Extracted information:
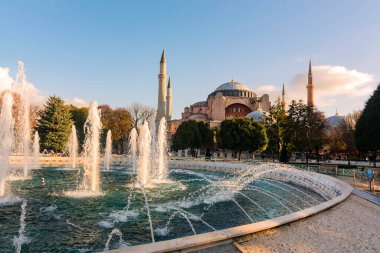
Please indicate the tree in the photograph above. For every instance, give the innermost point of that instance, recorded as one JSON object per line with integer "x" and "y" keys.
{"x": 187, "y": 136}
{"x": 140, "y": 113}
{"x": 274, "y": 123}
{"x": 17, "y": 115}
{"x": 120, "y": 126}
{"x": 242, "y": 134}
{"x": 304, "y": 128}
{"x": 368, "y": 125}
{"x": 79, "y": 116}
{"x": 206, "y": 135}
{"x": 54, "y": 125}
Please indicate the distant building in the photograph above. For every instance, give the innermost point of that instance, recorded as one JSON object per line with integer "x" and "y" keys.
{"x": 229, "y": 100}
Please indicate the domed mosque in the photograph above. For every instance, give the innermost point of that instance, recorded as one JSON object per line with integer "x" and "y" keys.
{"x": 334, "y": 121}
{"x": 228, "y": 100}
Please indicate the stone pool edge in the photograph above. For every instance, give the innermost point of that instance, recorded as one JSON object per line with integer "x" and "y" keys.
{"x": 204, "y": 239}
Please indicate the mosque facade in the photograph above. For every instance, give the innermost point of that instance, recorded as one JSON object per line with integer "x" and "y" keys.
{"x": 229, "y": 100}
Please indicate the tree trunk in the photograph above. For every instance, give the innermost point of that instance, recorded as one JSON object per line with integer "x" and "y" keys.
{"x": 374, "y": 158}
{"x": 317, "y": 153}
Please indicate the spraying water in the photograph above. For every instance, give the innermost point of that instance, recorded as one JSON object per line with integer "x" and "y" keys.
{"x": 153, "y": 157}
{"x": 108, "y": 151}
{"x": 91, "y": 150}
{"x": 21, "y": 239}
{"x": 73, "y": 146}
{"x": 133, "y": 147}
{"x": 24, "y": 122}
{"x": 118, "y": 233}
{"x": 36, "y": 149}
{"x": 144, "y": 149}
{"x": 161, "y": 151}
{"x": 6, "y": 138}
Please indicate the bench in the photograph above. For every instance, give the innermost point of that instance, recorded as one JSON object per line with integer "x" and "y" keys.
{"x": 328, "y": 167}
{"x": 376, "y": 173}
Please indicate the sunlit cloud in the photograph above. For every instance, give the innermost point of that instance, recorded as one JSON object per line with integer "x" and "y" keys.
{"x": 36, "y": 96}
{"x": 332, "y": 83}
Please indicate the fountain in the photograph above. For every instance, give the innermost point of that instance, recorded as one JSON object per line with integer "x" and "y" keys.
{"x": 133, "y": 148}
{"x": 161, "y": 151}
{"x": 6, "y": 139}
{"x": 108, "y": 151}
{"x": 21, "y": 239}
{"x": 144, "y": 150}
{"x": 91, "y": 150}
{"x": 24, "y": 120}
{"x": 36, "y": 149}
{"x": 73, "y": 146}
{"x": 90, "y": 185}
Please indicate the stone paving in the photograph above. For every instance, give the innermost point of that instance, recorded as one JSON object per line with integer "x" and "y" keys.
{"x": 351, "y": 226}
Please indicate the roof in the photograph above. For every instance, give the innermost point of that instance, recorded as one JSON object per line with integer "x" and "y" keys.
{"x": 256, "y": 115}
{"x": 200, "y": 103}
{"x": 233, "y": 86}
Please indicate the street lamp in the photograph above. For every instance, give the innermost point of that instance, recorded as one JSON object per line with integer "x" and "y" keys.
{"x": 307, "y": 145}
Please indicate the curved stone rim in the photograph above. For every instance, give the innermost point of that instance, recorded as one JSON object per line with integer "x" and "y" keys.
{"x": 198, "y": 240}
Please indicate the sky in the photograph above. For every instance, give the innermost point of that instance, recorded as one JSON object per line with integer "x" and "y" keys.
{"x": 109, "y": 51}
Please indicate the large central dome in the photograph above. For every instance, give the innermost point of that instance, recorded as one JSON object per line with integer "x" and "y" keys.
{"x": 234, "y": 89}
{"x": 233, "y": 86}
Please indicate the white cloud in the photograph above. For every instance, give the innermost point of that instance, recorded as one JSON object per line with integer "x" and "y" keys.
{"x": 332, "y": 83}
{"x": 36, "y": 96}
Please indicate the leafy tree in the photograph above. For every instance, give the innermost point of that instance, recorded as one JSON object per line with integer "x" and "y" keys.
{"x": 139, "y": 114}
{"x": 187, "y": 136}
{"x": 120, "y": 126}
{"x": 54, "y": 125}
{"x": 79, "y": 116}
{"x": 193, "y": 135}
{"x": 242, "y": 134}
{"x": 206, "y": 135}
{"x": 17, "y": 115}
{"x": 304, "y": 128}
{"x": 275, "y": 124}
{"x": 367, "y": 127}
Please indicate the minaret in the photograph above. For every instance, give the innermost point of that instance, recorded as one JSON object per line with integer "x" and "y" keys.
{"x": 310, "y": 88}
{"x": 161, "y": 89}
{"x": 283, "y": 103}
{"x": 169, "y": 100}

Your instructions:
The response has to be an exact copy of all the data, pictures excluded.

Completed task:
Please indicate the tree in the photograph above. For every instance, give the innermost point of that instance, recorded as one JSON object per line with integer "x" and "y" keys.
{"x": 187, "y": 136}
{"x": 140, "y": 113}
{"x": 274, "y": 123}
{"x": 17, "y": 115}
{"x": 120, "y": 126}
{"x": 242, "y": 134}
{"x": 304, "y": 128}
{"x": 368, "y": 125}
{"x": 79, "y": 116}
{"x": 206, "y": 135}
{"x": 54, "y": 125}
Please indicate the distant building in the photograph above. For every instance, give the innermost point of that instance, recorded as one JSON object per line with integer "x" and "y" keys.
{"x": 229, "y": 100}
Please indicate the domed mosque in the photograph above. For every instance, give the innermost point of that instance, recorded as one JSON object per line with integer "x" and "y" keys.
{"x": 334, "y": 121}
{"x": 228, "y": 100}
Please indicate the stone pool edge in the photograph above. For every instance, give the innermost point of that instance, recorded as one JSON object per line with integer "x" and "y" keys.
{"x": 204, "y": 239}
Please indicate the mosque facade in the photograph above. For every instance, give the innermost point of that instance, recorded as one JSON object per line with integer "x" and "y" keys.
{"x": 229, "y": 100}
Please indicate the tree trunk in the photograph above. For every instance, give the innermost point of that instance, recorded as one JSON object per line with integer "x" and "y" keys.
{"x": 374, "y": 158}
{"x": 317, "y": 153}
Please indicate the spraying water in the photograph above. For every instance, give the innermost point of that instance, recorded as one JSON object per line with integer "x" and "y" keys.
{"x": 153, "y": 157}
{"x": 108, "y": 151}
{"x": 91, "y": 150}
{"x": 21, "y": 239}
{"x": 73, "y": 146}
{"x": 133, "y": 147}
{"x": 24, "y": 122}
{"x": 118, "y": 233}
{"x": 36, "y": 149}
{"x": 144, "y": 149}
{"x": 161, "y": 151}
{"x": 6, "y": 138}
Please indicate the bench in the photograph above. For every instance, give the innermost point of that instance, recorded as one JSON object per line with integer "x" and "y" keys.
{"x": 328, "y": 167}
{"x": 376, "y": 173}
Please indicate the sunlit cloud in the photograph above. For every instance, give the innermost point of that instance, recorded as one JSON object per line with integer "x" and "y" keys.
{"x": 36, "y": 96}
{"x": 332, "y": 83}
Please indicate the fountain in the photograph above. For every instance, give the innermost point of that instance, recorded as one JSON object per line with integer "x" and "y" keys.
{"x": 133, "y": 148}
{"x": 161, "y": 151}
{"x": 6, "y": 139}
{"x": 108, "y": 151}
{"x": 21, "y": 239}
{"x": 144, "y": 150}
{"x": 91, "y": 150}
{"x": 24, "y": 120}
{"x": 36, "y": 149}
{"x": 73, "y": 146}
{"x": 90, "y": 185}
Please indicate the stone paving in the photograph above. For every instance, give the innermost point of that instance, recorded as one JSON object per line with integer "x" and "y" keys.
{"x": 351, "y": 226}
Please indicate the roof in the photograph above. For every instance, give the innermost point of that instance, recorded as one JSON object per line with integer "x" and "y" keys.
{"x": 256, "y": 115}
{"x": 200, "y": 103}
{"x": 233, "y": 86}
Please indicate the street lamp in the photograph above. For every instance, give the innermost point of that instance, recorded as one JSON object per line with integer "x" and "y" keys.
{"x": 307, "y": 145}
Please indicate the curved stone rim in the photograph above. For every instance, give the innermost point of that instance, recorded as one JSON object per line with integer "x" and "y" keys.
{"x": 198, "y": 240}
Please indicate the sky in the photograph above. For every instance, give the innermost point of that instance, recorded as one JSON object per line with integer "x" and "y" keys.
{"x": 109, "y": 51}
Please indicate the large central dome in the photograph above. For every instance, give the innermost point of that instance, recorded as one JSON object per line with integer "x" and "y" keys.
{"x": 234, "y": 89}
{"x": 233, "y": 86}
Please indicate the white cloud in the photograph above. For every instance, give the innermost point of that instance, recorded as one JSON object per line with integer "x" and "y" keys.
{"x": 332, "y": 83}
{"x": 36, "y": 96}
Please indicate the leafy tree in the photograph above. For every instance, give the innermost point of that instance, recorded as one JSON object per line with integer "x" and "y" keys.
{"x": 139, "y": 114}
{"x": 187, "y": 136}
{"x": 120, "y": 126}
{"x": 54, "y": 125}
{"x": 79, "y": 116}
{"x": 193, "y": 135}
{"x": 242, "y": 134}
{"x": 206, "y": 135}
{"x": 17, "y": 115}
{"x": 304, "y": 128}
{"x": 275, "y": 124}
{"x": 367, "y": 127}
Please indicate the minaret in the photograph above. For every instance, give the innermost point of that instance, recorded as one JSON object per line with integer "x" and "y" keys.
{"x": 310, "y": 88}
{"x": 161, "y": 89}
{"x": 283, "y": 103}
{"x": 169, "y": 100}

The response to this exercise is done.